** Check your understanding **
(1) Summarize the cave art article in two sentences.
(2) Update the cave art article from "Move over Europe: a" through "come from Africa.", replacing "cradle" with "birthplace".

Move over Europe: a new discovery in Indonesia could knock the western continent from its popular position as the cradle for early human creativity. According to the journal Nature, an Australian-Indonesian team of researchers made the surprising discovery that cave paintings found in Sulawesi, Indonesia date back to at least 35,000 to 40,000 years old, making them some of the oldest art known. The breakthrough research challenges the Eurocentric view of the origins of art and suggests that the earliest artists may have come from Africa.
Until this recent discovery, the birthplace for art was popularly believed to be in Europe, where art such as Spain’s 40,800-year-old red disk cave paintings in El Castillo had been considered the oldest cave paintings known. Although Sulawesi’s cave art had been discovered in the 1950s, the paintings were dismissed as no more than 10,000 years old by scientists convinced that older art could not be preserved in tropic climates. However, the new unexpected research in Indonesia suggests that our human ancestors were painting in Europe and in Asia at the same time, or even earlier. The dates were determined using a uranium decay technique on the limestone cave walls.
The newly dated cave art has spurred the development of two popular theories about the origins of art: the first suggests that our ancestors developed their art independently and simultaneously in different regions of the world and the second posits that early humans first developed their artistic skills in Africa before settling across the world. If the second, more exciting theory holds true, then there may be more cave paintings to be found. “We can expect future discoveries of depictions of human hands, figurative art and other forms of image-making dating to the earliest period of the global dispersal of our species,” the Australian-Indonesian research team told the New York Times.

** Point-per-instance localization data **
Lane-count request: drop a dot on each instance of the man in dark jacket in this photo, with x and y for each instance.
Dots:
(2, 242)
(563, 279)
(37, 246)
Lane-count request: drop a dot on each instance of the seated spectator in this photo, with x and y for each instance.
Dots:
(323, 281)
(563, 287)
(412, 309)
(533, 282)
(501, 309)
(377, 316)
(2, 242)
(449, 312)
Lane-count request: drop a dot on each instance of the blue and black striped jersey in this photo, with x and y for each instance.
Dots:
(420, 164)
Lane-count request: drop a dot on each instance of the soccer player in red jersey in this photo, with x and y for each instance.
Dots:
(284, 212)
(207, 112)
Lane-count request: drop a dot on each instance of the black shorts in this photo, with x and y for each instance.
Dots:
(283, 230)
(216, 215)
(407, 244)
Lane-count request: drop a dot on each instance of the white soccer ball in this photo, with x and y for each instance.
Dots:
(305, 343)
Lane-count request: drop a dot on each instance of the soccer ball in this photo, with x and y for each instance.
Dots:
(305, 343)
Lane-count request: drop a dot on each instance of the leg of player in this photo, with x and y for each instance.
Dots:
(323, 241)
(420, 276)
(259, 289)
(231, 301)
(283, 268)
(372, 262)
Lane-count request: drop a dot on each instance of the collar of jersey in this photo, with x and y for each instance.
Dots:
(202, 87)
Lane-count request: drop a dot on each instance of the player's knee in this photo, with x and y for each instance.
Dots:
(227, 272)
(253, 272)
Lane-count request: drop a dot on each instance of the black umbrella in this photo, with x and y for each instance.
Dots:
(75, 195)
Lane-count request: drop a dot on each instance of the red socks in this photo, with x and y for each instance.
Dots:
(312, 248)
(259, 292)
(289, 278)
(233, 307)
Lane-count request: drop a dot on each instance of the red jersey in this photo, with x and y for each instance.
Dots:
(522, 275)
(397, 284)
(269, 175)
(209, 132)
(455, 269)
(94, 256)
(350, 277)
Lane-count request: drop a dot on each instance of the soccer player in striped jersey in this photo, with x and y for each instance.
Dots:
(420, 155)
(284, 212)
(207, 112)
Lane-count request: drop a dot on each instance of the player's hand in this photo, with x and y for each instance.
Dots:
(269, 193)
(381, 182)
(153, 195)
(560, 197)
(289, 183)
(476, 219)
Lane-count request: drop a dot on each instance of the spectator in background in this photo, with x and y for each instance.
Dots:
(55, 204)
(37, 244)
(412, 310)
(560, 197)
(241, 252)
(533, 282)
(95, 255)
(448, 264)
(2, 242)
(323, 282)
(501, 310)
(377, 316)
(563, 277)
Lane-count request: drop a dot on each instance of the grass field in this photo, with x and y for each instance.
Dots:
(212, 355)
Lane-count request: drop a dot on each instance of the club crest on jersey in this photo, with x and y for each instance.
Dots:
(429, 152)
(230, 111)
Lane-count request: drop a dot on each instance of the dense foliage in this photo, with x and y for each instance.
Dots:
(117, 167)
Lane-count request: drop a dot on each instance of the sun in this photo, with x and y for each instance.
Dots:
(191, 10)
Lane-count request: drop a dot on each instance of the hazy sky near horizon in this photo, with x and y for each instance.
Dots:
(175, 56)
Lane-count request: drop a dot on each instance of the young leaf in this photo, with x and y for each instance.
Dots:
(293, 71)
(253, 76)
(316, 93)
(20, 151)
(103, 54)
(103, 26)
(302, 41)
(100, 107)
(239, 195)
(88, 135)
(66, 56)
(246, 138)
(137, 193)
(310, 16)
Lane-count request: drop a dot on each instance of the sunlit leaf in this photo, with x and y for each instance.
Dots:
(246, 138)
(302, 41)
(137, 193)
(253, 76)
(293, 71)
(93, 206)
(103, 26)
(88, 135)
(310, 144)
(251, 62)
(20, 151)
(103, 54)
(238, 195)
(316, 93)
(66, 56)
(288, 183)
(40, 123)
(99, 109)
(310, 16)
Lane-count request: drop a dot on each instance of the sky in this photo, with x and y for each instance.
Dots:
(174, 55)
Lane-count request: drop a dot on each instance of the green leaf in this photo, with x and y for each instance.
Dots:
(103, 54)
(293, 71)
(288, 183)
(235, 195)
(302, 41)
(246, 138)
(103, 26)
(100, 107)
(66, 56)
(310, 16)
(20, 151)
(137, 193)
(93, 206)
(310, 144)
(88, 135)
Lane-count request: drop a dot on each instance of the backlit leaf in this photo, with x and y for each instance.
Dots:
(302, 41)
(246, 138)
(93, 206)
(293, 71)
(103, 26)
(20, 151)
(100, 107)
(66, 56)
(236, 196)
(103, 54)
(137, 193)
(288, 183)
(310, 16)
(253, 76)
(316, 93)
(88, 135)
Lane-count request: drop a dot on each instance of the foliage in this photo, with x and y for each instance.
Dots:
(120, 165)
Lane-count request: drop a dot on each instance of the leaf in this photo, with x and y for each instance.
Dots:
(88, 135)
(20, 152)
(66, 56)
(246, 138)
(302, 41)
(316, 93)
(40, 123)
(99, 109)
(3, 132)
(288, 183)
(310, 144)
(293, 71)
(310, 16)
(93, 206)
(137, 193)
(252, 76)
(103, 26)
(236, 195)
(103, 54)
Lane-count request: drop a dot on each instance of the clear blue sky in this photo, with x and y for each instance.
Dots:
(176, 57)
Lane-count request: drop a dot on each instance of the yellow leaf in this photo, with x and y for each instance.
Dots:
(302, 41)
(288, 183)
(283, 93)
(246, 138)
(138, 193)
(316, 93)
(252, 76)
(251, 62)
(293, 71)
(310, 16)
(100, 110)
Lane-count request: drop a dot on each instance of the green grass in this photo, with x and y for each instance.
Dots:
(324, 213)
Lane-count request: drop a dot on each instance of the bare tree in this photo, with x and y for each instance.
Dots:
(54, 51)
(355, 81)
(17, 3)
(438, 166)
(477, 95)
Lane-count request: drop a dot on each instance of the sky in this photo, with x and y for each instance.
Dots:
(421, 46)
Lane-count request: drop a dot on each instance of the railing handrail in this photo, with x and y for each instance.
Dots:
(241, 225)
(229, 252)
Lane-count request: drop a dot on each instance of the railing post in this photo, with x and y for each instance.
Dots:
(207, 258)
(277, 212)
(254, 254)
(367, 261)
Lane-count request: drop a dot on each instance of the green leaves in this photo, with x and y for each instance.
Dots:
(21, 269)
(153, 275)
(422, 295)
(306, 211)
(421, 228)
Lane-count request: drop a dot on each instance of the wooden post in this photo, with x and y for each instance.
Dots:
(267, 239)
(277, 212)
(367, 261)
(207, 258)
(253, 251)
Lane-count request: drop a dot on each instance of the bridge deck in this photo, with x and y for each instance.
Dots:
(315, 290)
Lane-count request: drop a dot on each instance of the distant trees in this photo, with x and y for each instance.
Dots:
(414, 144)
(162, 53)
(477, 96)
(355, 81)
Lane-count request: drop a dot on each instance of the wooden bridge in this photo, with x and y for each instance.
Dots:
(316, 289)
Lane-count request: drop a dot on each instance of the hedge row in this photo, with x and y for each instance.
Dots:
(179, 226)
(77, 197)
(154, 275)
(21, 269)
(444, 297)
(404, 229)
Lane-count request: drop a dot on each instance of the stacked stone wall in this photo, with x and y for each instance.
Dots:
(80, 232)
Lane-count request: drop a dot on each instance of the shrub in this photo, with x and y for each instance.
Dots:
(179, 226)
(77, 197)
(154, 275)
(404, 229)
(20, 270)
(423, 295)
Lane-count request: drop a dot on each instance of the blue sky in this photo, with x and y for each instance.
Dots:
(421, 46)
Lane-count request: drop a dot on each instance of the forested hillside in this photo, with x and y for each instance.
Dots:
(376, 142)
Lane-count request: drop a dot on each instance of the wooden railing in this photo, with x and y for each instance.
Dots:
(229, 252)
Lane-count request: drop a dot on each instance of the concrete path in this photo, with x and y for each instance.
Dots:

** Numbered responses **
(1) An Australian-Indonesian team of researchers found that cave paintings in Sulawesi, Indonesia date back at least 35,000 to 40,000 years, which makes them some of the oldest art known and challenges the view that art began in Europe. The newly dated art has spurred two theories: one holds that art developed independently and simultaneously in different regions, and the other holds that early humans first developed artistic skills in Africa before settling across the world.

(2)
Move over Europe: a new discovery in Indonesia could knock the western continent from its popular position as the birthplace for early human creativity. According to the journal Nature, an Australian-Indonesian team of researchers made the surprising discovery that cave paintings found in Sulawesi, Indonesia date back to at least 35,000 to 40,000 years old, making them some of the oldest art known. The breakthrough research challenges the Eurocentric view of the origins of art and suggests that the earliest artists may have come from Africa.